START INFORMATION SHOWN

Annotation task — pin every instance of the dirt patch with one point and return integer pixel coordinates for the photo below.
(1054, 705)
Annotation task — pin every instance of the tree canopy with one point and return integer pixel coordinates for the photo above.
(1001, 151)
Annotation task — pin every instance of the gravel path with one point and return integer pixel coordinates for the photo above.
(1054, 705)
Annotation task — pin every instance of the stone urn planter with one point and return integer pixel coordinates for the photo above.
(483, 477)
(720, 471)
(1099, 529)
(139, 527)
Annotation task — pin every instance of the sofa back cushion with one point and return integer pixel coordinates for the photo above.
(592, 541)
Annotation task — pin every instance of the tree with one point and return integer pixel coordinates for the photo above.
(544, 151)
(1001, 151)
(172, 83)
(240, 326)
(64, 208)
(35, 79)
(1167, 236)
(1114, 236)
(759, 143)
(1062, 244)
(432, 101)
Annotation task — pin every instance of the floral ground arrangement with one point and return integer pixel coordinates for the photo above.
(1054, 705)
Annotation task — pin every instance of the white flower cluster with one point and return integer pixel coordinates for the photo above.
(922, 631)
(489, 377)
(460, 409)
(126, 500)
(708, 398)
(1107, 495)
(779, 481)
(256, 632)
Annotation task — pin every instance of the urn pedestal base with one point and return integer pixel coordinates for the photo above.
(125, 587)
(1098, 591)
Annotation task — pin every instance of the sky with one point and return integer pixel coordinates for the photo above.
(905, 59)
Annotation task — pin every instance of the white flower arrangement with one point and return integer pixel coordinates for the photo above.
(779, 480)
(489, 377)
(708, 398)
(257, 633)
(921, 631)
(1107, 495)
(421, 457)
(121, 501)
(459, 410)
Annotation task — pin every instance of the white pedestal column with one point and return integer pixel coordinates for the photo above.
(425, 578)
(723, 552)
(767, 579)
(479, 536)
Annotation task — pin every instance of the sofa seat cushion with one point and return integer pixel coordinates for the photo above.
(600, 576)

END INFORMATION SHOWN

Transcribe the material above in full, keeping every word.

* [SOLUTION TO THIS EXERCISE]
Annotation task — pin every instance of the dirt patch with one point and return integer pixel coordinates for the photo below.
(1054, 705)
Annotation task — pin every instance of the tree canopy with one point and return integer pixel coordinates for the photo above.
(1001, 151)
Annotation task — pin every instance of the gravel path with one point and return integer pixel coordinates for the photo above.
(1054, 705)
Annotation task — pin every instance of the stone urn planter with one point and return integer pixel coordinates for the photo above.
(483, 477)
(720, 471)
(1099, 529)
(139, 527)
Annotation task — pin every instance of the sofa back cushion with one point and return integer pixel coordinates for the photo above.
(592, 541)
Annotation task — pin every instance of the tree with one point and return integer pixel coordinates for the photo above.
(544, 151)
(1001, 151)
(172, 83)
(240, 326)
(64, 208)
(35, 79)
(1167, 236)
(1114, 236)
(759, 143)
(1062, 244)
(432, 101)
Annotation task — pin every instance of the floral ground arrangement with one point and return integer pixel coordinates for the photo above.
(1054, 705)
Annotation task — pin every instance of the white flower cluster with one point and return integer pixel coordinates for the photo above.
(922, 631)
(489, 377)
(460, 409)
(126, 500)
(708, 398)
(1107, 495)
(779, 481)
(256, 632)
Annotation task — pin every instance of the urn pedestal base with one point and return integer pixel coordinates for the photo above.
(125, 587)
(1098, 591)
Annotation task — pin every instance of the sky with one point and return integer pixel coordinates for the photo above.
(905, 59)
Annotation task — pin every instance of the white flower arrangement with one point and return integer pixel coordinates for the photo above.
(779, 480)
(489, 377)
(708, 398)
(257, 633)
(921, 631)
(1107, 495)
(421, 457)
(121, 501)
(459, 410)
Annotation task — pin every instance of the white pedestal column with one point and return integer pixel coordinates for the photo above.
(425, 578)
(723, 552)
(767, 579)
(479, 536)
Annotation task — pin every instance of the sofa seat cushion with one point and return integer pixel coordinates for the photo above.
(600, 576)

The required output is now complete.